What you have to do
Set the data down again, exactly as it reads, but without the pictures.

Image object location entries

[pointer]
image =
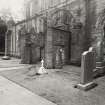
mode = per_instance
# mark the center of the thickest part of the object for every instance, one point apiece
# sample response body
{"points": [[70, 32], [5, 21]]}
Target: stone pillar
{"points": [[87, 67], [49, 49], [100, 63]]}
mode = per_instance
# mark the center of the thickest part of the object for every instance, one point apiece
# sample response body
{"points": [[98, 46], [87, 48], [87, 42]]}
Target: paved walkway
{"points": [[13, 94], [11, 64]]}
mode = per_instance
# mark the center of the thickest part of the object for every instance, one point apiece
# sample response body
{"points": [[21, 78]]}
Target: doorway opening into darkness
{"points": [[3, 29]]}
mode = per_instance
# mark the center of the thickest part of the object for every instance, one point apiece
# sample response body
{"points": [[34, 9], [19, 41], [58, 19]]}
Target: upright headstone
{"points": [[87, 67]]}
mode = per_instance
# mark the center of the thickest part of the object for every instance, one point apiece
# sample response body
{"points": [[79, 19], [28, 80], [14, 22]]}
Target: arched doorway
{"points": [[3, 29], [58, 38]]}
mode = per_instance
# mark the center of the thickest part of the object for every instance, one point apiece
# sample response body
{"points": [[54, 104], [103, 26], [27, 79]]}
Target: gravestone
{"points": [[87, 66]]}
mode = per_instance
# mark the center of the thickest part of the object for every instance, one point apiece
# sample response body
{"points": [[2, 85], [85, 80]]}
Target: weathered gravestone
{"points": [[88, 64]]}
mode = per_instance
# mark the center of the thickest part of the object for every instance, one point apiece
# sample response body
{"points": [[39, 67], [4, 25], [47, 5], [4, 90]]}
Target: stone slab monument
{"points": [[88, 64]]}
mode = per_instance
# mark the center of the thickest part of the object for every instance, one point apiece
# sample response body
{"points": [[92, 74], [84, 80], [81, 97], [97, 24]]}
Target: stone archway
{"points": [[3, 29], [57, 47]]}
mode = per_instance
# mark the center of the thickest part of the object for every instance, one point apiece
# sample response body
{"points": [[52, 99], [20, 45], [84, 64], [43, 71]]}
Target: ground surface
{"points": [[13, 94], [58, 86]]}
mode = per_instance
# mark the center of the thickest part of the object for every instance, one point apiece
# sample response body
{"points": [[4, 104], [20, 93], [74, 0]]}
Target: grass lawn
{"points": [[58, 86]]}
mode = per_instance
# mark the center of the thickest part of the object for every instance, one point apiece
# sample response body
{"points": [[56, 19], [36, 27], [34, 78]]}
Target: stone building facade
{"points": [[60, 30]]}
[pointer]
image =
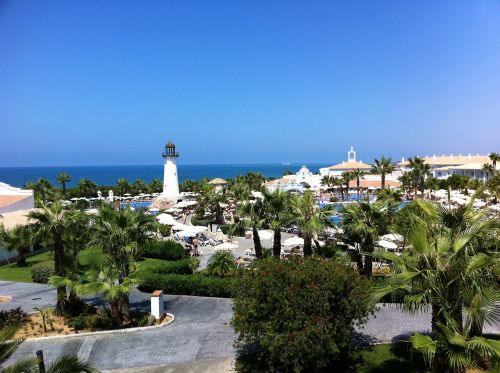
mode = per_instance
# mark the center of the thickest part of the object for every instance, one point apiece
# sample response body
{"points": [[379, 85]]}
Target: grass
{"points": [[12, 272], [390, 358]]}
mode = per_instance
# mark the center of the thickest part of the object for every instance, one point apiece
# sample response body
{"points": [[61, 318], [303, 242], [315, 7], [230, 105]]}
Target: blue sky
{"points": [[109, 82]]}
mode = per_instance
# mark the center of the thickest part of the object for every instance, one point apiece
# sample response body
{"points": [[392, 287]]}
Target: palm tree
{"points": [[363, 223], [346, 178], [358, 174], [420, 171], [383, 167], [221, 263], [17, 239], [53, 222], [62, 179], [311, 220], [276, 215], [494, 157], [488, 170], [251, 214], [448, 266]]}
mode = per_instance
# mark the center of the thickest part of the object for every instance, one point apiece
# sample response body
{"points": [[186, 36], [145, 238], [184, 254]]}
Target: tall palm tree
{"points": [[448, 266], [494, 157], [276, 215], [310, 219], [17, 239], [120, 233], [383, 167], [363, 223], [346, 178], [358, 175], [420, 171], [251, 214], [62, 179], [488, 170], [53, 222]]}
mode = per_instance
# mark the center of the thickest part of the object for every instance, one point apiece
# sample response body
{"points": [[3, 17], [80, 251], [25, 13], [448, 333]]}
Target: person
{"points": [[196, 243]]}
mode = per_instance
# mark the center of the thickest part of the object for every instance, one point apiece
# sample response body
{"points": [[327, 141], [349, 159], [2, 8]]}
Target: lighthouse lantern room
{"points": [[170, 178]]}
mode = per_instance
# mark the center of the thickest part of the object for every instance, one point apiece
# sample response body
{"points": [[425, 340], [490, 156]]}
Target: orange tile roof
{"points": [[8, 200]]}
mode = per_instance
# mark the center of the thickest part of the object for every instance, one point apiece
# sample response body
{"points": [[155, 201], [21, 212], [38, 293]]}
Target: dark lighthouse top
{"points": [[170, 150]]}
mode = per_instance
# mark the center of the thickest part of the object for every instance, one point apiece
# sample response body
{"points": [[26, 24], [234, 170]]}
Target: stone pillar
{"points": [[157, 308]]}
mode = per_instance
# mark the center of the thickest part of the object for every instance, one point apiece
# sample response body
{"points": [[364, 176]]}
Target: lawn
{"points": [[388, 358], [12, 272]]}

The output
[pointer]
image =
mode = per_instance
# mark the center of the thickest part of the object for every instance, one point apiece
# sample response body
{"points": [[70, 32], [5, 21]]}
Target: stone pillar
{"points": [[87, 67], [49, 49], [100, 63]]}
mode = per_instance
# mark the center of the thickest part of the object for every instance, one point apiece
# sample response body
{"points": [[98, 46], [87, 48], [87, 42]]}
Target: paved walkway
{"points": [[13, 94], [11, 64]]}
mode = per_instance
# mark the center of the thickest part of the object for every instance, one point apiece
# sample response body
{"points": [[21, 78]]}
Target: doorway opening into darkness
{"points": [[3, 29]]}
mode = per_instance
# mark the center of the thickest part of the object for every instance, one point apiece
# sample response body
{"points": [[34, 9], [19, 41], [58, 19]]}
Target: upright headstone
{"points": [[87, 67]]}
mode = per_instance
# mark the center of the thickest part of the object for every instance, one point apiece
# sample response body
{"points": [[79, 19], [28, 80], [14, 22]]}
Target: arched doorway
{"points": [[3, 29], [58, 38]]}
mode = per_instance
# mark the center of the thickest part of the object for every instance, one point apiece
# sample response body
{"points": [[54, 104], [103, 26], [27, 79]]}
Target: gravestone
{"points": [[87, 66]]}
mode = per_instance
# mark the center of the thickest part of the object for every instance, one point apiece
# sample response body
{"points": [[2, 85], [85, 80]]}
Target: weathered gravestone
{"points": [[88, 64]]}
mode = per_instance
# mark the center of the thickest part of the object for every instance, one point apiece
# sample response body
{"points": [[39, 67], [4, 25], [47, 5], [4, 90]]}
Target: stone slab monument
{"points": [[88, 64]]}
mode = per_instance
# mark the center of the thickest part of the object for every instance, one point apiece
# sample response body
{"points": [[92, 74], [84, 80], [81, 97], [97, 24]]}
Target: stone archway
{"points": [[3, 29], [57, 47]]}
mode = per_instance
# mark the center of the thickest part of the object for every instance, one point apiece
# sample response body
{"points": [[52, 99], [20, 45], [84, 64], [43, 71]]}
Target: ground surface
{"points": [[13, 94], [58, 86]]}
mode = per_instance
# mark the center of the thickest part of the object for every instance, one point apiece
# sample response body
{"points": [[4, 104], [20, 93], [74, 0]]}
Target: grass lawn
{"points": [[58, 86]]}
mode = per_instance
# mark the center of the thickest part of the object for every instance, one point apiece
# sample response body
{"points": [[56, 19], [36, 27], [34, 78]]}
Target: stone building facade
{"points": [[60, 30]]}
[pointer]
image =
mode = per_instance
# mark the center of the thickest part of the object for every instance, one point apiece
# sample response body
{"points": [[379, 85]]}
Target: grass
{"points": [[12, 272], [390, 358]]}
mode = per_instance
# mark the center of the thickest part of the object for every instance, one point apiece
# sample response body
{"points": [[61, 318], [303, 242], [315, 7], [230, 105]]}
Target: blue sky
{"points": [[109, 82]]}
mode = per_instance
# mark the center of the thickest part of the object for every instance, one point apiece
# sample response body
{"points": [[392, 287]]}
Target: palm tree
{"points": [[363, 223], [346, 178], [358, 174], [420, 171], [383, 167], [221, 263], [17, 239], [53, 222], [62, 179], [311, 220], [276, 215], [494, 157], [488, 170], [251, 214], [448, 266]]}
mode = per_instance
# mark the center of the thickest part of the object for every instance, one point apiece
# sample response body
{"points": [[186, 36], [145, 238], [184, 254]]}
Target: tall palm tree
{"points": [[448, 266], [494, 157], [276, 215], [310, 219], [17, 239], [120, 233], [383, 167], [363, 223], [346, 178], [358, 175], [420, 171], [251, 214], [62, 179], [488, 170], [53, 222]]}
mode = per_instance
# mark the center of the thickest part of the object for every instance, one point apiece
# sample response body
{"points": [[3, 17], [80, 251], [25, 13], [448, 333]]}
Target: person
{"points": [[196, 243]]}
mode = per_instance
# mark the center of the thickest part of the object for every instance, one point apiece
# sample response body
{"points": [[327, 141], [349, 159], [2, 8]]}
Target: lighthouse lantern room
{"points": [[170, 178]]}
mode = per_instance
# mark the center of the thickest part of the object for every instance, one point apiece
# sample response body
{"points": [[425, 340], [490, 156]]}
Target: orange tile roof
{"points": [[8, 200]]}
mode = per_instance
# mark the center of the thickest part of the object for every instance, one point apiece
# sample response body
{"points": [[155, 201], [21, 212], [38, 293]]}
Target: dark lighthouse top
{"points": [[170, 150]]}
mode = per_instance
# mark the center of the thickest part of the object for every instance, one point apiece
# sample response body
{"points": [[26, 24], [234, 170]]}
Target: stone pillar
{"points": [[157, 308]]}
mode = per_instance
# mark the center of the thickest part of the object for every instance, one point apiece
# sample response body
{"points": [[364, 176]]}
Target: lawn
{"points": [[388, 358], [12, 272]]}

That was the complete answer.